Your answer should be an exact copy of every record.

-------- STUDY MATERIAL

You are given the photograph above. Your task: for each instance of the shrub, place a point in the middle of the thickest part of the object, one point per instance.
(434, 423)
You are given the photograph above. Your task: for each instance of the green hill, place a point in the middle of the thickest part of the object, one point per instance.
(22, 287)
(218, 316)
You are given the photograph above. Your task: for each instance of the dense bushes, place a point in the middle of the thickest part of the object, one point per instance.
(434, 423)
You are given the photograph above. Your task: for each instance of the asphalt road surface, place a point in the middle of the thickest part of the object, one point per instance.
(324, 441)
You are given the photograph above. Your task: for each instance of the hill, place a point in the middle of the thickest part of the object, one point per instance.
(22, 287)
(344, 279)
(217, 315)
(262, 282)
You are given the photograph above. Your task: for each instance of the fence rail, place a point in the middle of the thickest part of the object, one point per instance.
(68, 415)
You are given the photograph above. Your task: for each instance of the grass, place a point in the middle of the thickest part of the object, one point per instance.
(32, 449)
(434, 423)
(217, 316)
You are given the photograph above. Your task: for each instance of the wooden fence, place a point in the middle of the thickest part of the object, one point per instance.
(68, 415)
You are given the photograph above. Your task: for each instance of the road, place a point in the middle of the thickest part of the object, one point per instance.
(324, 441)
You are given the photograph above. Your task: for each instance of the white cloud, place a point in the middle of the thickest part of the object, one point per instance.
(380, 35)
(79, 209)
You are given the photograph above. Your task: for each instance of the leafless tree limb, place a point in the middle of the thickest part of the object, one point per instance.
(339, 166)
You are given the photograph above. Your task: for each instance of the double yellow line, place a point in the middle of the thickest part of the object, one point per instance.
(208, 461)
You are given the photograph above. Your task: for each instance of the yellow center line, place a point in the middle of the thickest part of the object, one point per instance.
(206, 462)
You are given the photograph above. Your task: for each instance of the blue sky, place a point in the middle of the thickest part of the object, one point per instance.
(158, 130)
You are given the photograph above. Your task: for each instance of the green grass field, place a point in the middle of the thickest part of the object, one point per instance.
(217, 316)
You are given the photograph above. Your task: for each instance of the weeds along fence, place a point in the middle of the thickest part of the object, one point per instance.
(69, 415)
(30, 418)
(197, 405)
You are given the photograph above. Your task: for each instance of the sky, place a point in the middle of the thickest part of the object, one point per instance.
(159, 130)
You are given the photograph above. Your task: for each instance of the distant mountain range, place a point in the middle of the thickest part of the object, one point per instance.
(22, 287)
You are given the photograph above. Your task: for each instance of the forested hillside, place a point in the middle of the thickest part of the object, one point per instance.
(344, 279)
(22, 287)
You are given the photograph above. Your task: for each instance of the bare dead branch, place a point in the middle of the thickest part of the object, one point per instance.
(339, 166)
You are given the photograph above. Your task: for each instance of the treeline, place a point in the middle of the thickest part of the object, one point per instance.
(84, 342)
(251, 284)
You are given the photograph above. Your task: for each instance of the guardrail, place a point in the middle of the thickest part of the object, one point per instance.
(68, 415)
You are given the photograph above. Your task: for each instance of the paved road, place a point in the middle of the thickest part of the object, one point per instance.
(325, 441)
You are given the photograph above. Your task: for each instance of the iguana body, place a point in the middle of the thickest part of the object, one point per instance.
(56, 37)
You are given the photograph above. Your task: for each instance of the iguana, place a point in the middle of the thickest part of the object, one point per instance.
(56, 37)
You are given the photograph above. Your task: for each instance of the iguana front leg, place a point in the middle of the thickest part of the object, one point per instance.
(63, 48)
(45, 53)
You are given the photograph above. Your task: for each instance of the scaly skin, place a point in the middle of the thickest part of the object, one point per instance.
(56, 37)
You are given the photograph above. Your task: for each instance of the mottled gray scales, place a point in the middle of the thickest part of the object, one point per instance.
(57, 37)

----------------

◆ YOUR SOLUTION ◆
You are given the photograph above. Your task: for each instance of the shrub, place a point in the middle of the thickest part of the object, one point per instance.
(434, 423)
You are given the photograph above. Your task: for each instance of the green hill, place a point in the middle of the thickest part of the object, one point per instance.
(22, 287)
(218, 316)
You are given the photograph above. Your task: for each instance of the dense bushes, place a point in the middle of the thickest part of the object, one point per instance.
(434, 423)
You are given the photograph above. Your task: for each instance of the asphalt road surface, place a point in the middle of the thickest part of the object, one point per instance.
(324, 441)
You are given the photograph above. Your task: for each instance of the hill, place a point in the middle of the thickest part of the object, one point per instance.
(22, 287)
(344, 279)
(217, 315)
(262, 282)
You are given the photograph above. Your task: for each instance of the fence rail, place a point in the middle of the thickest part of the object, one point per instance.
(68, 415)
You are given the photograph above. Your task: for each instance of the grass, place a point in the middle of the thickest part of the object, one point per instance.
(32, 449)
(434, 423)
(217, 316)
You are given the photograph above. Your task: for each instance of the wooden fence, place a point in the middle of the thickest part of the object, one point per instance.
(68, 415)
You are given the photograph above. Your task: for each instance of the road, place a point in the middle of the thickest part of the object, one point per instance.
(324, 441)
You are given the photograph above. Your task: for each instance of the white cloud, place a point in the middle of the thickest part of the object, one point per instance.
(380, 35)
(79, 209)
You are given the photograph above. Your task: for each instance of the leafless tree limb, place a point in the middle of the thickest part of the object, one point per instance.
(339, 166)
You are given the photograph above. Your task: for each instance of the double yellow line, place a point in the middle of the thickest part of the object, one point per instance.
(208, 461)
You are given the photograph above. Your task: for each instance of the yellow center line, place a point in the middle of the thickest part of the object, one point per instance.
(206, 462)
You are given the photograph above. Your task: for each instance of the blue sky, place a point in the middle of the thickest part of the object, one point per instance.
(158, 130)
You are given the photograph above. Your task: for each instance of the green grass field, place a point in the middle of the thickest part of the object, one point per instance.
(217, 316)
You are given the photograph above. Your task: for each instance of the weeds along fence, place a point in the middle of the thickest part of the object, one point per instance.
(69, 415)
(30, 418)
(197, 405)
You are given the photograph above. Your task: for each instance of the sky, place a point in the middle of the thickest part of the object, one point per instance.
(159, 130)
You are given the photograph above. Your task: for each instance of the distant mountain range, place a point in the middle of the thickest part of the object, one point per instance.
(22, 287)
You are given the photograph above. Your task: for each instance of the forested hillside, place a point in the middle of the thickest part of the object, one point per instance.
(344, 279)
(22, 287)
You are given the photograph above. Your task: for each instance of the bare dead branch, place a point in the middle of the thickest part of the object, one point per instance.
(339, 166)
You are given the photograph above. Your task: for each instance of the treeline, place a point in the middle of the thickest part of the object, one point per instance.
(84, 342)
(251, 284)
You are given the photograph above. Your task: for each instance of the guardrail, place a point in the middle of the thickest part of the object, one point per instance.
(68, 415)
You are given the photograph above. Your task: for each instance of the paved road, place a point in the middle of the thickest part of the object, one point per instance.
(325, 441)
You are given the photograph above. Your task: for each instance of the iguana body, place a point in the middle of the thickest part of the object, one point per instance.
(56, 37)
You are given the photograph above. Your task: for each instance of the iguana, place a point in the middle of the thickest part of the object, one point per instance.
(56, 37)
You are given the photograph above. Your task: for each instance of the iguana front leg, place a point in the middle of the thickest part of the object, one point per instance.
(63, 48)
(45, 53)
You are given the photograph above. Your task: for each instance of the scaly skin, place a point in the middle of the thickest part of the object, one point per instance.
(56, 37)
You are given the photograph above. Your task: for each instance of the mottled gray scales, place a point in the middle of the thickest part of the object, one point per instance.
(57, 37)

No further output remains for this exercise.